* _Problem to solve_:
Return all the lines below in which the string "outline" appears.

---------- Task data

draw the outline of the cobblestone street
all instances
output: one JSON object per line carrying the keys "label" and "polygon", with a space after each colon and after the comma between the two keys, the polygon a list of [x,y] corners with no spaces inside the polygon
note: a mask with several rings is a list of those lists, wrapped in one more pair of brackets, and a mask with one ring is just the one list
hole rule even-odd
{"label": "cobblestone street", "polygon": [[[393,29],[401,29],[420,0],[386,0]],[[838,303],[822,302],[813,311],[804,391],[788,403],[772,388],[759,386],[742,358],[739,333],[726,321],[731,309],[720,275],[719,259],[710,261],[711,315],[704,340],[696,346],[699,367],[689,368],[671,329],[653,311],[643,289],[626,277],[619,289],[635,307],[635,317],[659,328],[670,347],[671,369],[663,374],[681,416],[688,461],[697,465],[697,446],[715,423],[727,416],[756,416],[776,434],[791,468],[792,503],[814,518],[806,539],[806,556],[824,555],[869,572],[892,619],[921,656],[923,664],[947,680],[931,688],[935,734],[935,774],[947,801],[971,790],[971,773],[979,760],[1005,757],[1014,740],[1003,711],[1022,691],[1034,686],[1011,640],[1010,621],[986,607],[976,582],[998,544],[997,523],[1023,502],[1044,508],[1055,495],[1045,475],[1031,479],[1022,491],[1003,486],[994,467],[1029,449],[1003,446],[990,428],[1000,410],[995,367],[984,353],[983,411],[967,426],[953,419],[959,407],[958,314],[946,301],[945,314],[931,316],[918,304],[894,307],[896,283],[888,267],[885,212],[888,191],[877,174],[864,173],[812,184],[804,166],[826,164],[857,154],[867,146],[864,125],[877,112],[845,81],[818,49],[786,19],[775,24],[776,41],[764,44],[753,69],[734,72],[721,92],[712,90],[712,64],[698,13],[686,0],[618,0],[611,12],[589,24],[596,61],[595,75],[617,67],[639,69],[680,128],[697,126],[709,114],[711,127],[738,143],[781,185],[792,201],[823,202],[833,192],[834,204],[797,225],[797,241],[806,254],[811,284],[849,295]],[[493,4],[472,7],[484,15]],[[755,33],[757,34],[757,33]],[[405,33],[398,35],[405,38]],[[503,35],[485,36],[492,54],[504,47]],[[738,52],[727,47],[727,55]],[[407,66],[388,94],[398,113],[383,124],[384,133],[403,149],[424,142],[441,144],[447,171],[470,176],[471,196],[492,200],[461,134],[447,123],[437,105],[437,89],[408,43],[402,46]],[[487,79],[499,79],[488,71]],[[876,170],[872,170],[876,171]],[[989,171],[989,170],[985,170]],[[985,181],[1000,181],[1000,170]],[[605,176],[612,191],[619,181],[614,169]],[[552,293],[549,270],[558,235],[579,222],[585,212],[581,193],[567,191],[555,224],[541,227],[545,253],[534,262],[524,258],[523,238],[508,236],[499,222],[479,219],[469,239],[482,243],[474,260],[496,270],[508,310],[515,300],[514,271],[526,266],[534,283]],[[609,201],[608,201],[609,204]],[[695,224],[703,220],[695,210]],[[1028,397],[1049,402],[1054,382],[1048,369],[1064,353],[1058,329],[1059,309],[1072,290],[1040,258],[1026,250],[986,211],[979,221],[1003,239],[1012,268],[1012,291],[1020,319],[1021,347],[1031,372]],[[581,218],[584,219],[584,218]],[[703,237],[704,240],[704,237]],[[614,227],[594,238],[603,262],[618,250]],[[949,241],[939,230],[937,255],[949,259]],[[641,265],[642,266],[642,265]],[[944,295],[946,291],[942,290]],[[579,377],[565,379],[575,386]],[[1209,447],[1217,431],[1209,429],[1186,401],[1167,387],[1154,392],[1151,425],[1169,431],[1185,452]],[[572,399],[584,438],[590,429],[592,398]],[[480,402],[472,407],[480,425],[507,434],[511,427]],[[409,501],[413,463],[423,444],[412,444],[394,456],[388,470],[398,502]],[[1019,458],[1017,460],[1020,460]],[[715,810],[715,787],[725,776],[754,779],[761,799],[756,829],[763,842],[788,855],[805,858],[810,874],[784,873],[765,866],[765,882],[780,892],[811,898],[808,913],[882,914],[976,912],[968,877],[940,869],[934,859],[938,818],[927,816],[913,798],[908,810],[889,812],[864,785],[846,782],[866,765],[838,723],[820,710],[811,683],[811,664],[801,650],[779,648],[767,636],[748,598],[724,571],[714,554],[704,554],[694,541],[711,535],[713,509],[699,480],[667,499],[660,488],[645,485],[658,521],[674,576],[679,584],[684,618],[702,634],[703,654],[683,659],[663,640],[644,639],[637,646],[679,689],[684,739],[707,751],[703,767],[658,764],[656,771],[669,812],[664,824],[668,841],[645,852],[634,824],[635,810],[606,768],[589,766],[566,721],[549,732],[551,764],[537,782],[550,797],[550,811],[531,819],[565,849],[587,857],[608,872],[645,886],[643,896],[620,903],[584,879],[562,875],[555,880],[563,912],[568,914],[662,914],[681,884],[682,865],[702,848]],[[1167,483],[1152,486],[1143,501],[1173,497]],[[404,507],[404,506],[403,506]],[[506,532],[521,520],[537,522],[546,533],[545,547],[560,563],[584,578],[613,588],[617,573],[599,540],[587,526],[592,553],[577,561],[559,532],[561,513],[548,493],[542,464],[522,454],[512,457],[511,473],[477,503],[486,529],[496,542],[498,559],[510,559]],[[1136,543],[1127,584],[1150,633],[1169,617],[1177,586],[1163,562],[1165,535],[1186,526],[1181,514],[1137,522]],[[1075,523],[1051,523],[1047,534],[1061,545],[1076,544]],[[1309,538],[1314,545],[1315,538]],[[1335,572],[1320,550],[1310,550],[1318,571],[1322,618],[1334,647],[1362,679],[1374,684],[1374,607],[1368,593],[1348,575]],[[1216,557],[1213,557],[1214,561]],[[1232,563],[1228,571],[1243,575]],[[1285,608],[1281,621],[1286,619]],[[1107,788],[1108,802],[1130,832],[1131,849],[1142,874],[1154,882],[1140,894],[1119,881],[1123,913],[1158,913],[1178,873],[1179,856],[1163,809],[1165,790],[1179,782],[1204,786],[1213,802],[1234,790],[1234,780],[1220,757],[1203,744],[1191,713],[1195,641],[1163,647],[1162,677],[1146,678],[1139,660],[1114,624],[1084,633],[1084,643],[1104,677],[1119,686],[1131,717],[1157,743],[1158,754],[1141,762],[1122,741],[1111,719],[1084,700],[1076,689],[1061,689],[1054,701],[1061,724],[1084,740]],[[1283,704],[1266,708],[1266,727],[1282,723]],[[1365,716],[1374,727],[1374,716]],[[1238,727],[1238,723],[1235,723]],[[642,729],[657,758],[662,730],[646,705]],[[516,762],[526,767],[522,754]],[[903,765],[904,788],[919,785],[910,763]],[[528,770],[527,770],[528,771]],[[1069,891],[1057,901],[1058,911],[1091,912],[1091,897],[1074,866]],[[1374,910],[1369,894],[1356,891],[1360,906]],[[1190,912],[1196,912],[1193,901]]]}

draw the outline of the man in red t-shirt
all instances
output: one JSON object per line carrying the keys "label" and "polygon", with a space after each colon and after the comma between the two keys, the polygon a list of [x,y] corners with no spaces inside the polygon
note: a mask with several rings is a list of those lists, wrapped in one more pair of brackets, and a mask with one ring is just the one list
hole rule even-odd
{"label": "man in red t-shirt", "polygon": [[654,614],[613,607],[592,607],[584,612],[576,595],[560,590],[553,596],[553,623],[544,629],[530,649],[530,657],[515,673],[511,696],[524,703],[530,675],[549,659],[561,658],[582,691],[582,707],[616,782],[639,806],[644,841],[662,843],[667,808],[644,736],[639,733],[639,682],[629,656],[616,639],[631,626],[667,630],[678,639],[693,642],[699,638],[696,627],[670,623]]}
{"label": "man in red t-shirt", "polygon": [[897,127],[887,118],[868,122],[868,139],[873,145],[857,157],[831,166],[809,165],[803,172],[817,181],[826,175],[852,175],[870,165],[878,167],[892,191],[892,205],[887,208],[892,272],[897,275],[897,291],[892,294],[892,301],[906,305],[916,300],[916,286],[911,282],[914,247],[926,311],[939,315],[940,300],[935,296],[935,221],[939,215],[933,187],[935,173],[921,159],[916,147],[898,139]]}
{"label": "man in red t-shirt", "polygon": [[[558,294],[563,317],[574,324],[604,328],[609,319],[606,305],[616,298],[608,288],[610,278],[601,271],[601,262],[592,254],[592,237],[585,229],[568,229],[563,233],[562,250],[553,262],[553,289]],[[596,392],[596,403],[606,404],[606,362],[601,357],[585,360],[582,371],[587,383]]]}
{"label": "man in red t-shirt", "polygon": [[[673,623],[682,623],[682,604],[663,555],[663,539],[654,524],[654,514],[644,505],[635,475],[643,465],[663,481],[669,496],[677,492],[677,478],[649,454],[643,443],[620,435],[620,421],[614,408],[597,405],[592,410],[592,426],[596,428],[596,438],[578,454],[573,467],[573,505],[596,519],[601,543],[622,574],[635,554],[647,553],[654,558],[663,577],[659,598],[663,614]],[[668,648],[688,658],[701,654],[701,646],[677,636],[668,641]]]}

--------------------

* _Worked solution_:
draw the outline of the cobblestone street
draw the outline of the man in red t-shirt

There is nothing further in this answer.